— begin Source —

Real Function of Saudi Arabia’s Neolithic Monuments Exposed in New Research

Real Function of Saudi Arabia’s Neolithic Monuments Exposed in New Research

Since the 1970s, monumental stone structures now known as mustatils (previously known as ‘gates’) have been documented across Saudi Arabia. However, it was not until 2017 that the first intensive and systematic study of these enigmatic monuments was undertaken, although that study could not determine their precise function. Recent excavations in the town of Al Ula have now determined that these structures fulfilled a ritual purpose, with specifically selected elements of both wild and domestic species deposited around a betyl (‘house of the god’).

Main architectural features of a mustatil located 55 km east of the modern city of Al Ula in Saudi Arabia. Image credit: Kennedy et al., 10.1371/journal.pone.0281904.

Built around 7,000 years ago, mustatils are rectangular, low-walled, stone structures that range from 20 to 600 m in length. Mustatil is the Arabic for rectangle, plural has been anglicized to mustatils.

— end Source —
— begin Dataset —

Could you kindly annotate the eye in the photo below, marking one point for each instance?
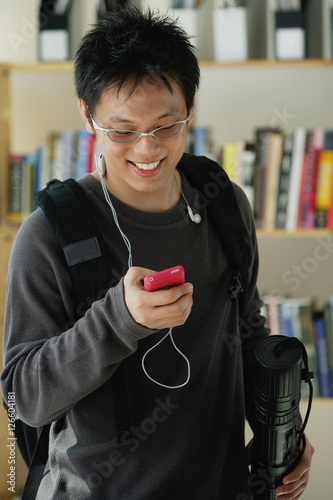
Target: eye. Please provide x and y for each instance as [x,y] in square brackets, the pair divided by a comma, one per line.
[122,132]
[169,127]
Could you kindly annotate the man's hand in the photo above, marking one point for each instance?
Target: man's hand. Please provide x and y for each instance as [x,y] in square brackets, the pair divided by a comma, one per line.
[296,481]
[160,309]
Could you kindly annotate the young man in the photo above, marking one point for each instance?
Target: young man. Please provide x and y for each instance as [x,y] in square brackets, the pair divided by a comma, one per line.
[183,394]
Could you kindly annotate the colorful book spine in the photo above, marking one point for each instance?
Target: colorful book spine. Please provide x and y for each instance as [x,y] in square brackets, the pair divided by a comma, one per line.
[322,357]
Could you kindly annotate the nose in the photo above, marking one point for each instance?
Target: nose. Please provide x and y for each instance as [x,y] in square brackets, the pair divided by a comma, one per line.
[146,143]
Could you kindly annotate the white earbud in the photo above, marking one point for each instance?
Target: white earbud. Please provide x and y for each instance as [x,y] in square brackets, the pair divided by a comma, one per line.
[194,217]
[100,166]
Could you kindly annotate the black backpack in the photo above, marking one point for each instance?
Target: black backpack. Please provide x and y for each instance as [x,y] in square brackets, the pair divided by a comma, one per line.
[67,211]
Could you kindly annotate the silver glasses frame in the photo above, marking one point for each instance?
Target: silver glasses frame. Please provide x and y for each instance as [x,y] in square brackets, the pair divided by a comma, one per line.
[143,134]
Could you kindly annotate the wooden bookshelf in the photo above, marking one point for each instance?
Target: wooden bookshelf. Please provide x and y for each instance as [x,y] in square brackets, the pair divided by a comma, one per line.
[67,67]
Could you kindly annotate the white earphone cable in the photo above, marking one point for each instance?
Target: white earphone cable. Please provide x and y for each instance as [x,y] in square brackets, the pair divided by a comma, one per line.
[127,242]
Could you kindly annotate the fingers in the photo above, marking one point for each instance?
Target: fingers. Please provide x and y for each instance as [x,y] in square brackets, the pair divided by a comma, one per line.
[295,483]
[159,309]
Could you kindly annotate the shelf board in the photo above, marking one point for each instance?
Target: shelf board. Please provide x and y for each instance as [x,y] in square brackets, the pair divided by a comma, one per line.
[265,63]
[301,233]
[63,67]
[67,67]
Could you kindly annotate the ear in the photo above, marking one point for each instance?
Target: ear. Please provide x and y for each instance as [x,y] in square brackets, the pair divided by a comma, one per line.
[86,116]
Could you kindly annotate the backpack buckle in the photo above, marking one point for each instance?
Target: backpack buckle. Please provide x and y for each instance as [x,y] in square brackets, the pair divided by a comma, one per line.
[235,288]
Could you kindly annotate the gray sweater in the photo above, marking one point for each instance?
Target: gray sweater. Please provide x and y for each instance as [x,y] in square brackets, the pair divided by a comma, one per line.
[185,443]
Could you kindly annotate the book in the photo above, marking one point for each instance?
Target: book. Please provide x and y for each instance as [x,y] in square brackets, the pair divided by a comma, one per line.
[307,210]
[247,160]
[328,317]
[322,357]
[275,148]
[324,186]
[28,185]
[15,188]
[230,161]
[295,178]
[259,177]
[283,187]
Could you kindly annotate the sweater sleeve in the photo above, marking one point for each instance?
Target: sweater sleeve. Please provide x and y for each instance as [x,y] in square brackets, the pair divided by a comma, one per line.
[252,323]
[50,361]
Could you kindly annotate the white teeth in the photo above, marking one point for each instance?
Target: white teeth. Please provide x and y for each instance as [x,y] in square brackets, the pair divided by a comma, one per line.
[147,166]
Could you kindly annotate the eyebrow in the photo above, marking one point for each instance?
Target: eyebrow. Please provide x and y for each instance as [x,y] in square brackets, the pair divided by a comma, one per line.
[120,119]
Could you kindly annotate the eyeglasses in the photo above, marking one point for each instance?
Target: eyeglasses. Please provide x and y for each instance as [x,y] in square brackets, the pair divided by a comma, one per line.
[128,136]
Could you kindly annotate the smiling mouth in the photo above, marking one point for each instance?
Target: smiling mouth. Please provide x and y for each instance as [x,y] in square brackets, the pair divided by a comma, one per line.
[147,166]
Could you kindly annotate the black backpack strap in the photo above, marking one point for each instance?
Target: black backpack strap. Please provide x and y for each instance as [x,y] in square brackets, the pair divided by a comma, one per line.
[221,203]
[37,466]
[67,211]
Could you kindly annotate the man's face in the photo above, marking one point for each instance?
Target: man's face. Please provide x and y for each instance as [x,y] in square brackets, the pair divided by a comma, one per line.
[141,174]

— end Dataset —

* _Short exercise 1_
According to the mustatil article, in what year was the first intensive and systematic study of these monuments undertaken?
* _Short exercise 2_
Repeat the passage of the mustatil article from "Built around 7,000" to "anglicized to mustatils.", word for word.
* _Short exercise 3_
Carry on the article about Saudi Arabia's mustatils from its last sentence.

* _Reply 1_
2017

* _Reply 2_
Built around 7,000 years ago, mustatils are rectangular, low-walled, stone structures that range from 20 to 600 m in length. Mustatil is the Arabic for rectangle, plural has been anglicized to mustatils.

* _Reply 3_
Since the 1970s, more than 1,600 mustatils have been documented across Saudi Arabia.

However, it was not until 2017 that the first intensive and systematic study of this structure type was undertaken by University of Western Australia’s Professor David Kennedy.

That study was based on remote sensing data and was focused primarily upon the Harrat Khaybar and areas to the east.

Due to the nature of the data-set, Professor Kennedy was unable to hypothesize a precise function for these enigmatic structures. However, subsequent studies based on ground survey and preliminary excavation data revealed that the mustatil served a ritual purpose during the Arabian Late Neolithic.

In 2018, under the auspices of the Royal Commission for Al Ula, the first mustatil was excavated by Wael Abu-Azizeh with Oxford Archaeology, with these excavations revealing offering chambers with in situ ritual faunal deposits.

Over the course of the 2019 and 2020 excavation seasons, Professor Kennedy and colleagues excavated another mustatil — which is 140 m long and is constructed from local sandstone — 55 km east of the modern city of Al Ula.

The researchers’ analysis included identification of 260 fragments of animal skulls and horns, primarily from domestic cattle, as well as from domestic goats, gazelle, and small ruminants.

Nearly all of these remains were clustered around a large upright stone interpreted to be a betyl.

Radiocarbon dating suggested that the betyl is one of the oldest identified in the Arabian Peninsula, and the bones provide some of the earliest evidence for domestication of cattle in the northern Arabia.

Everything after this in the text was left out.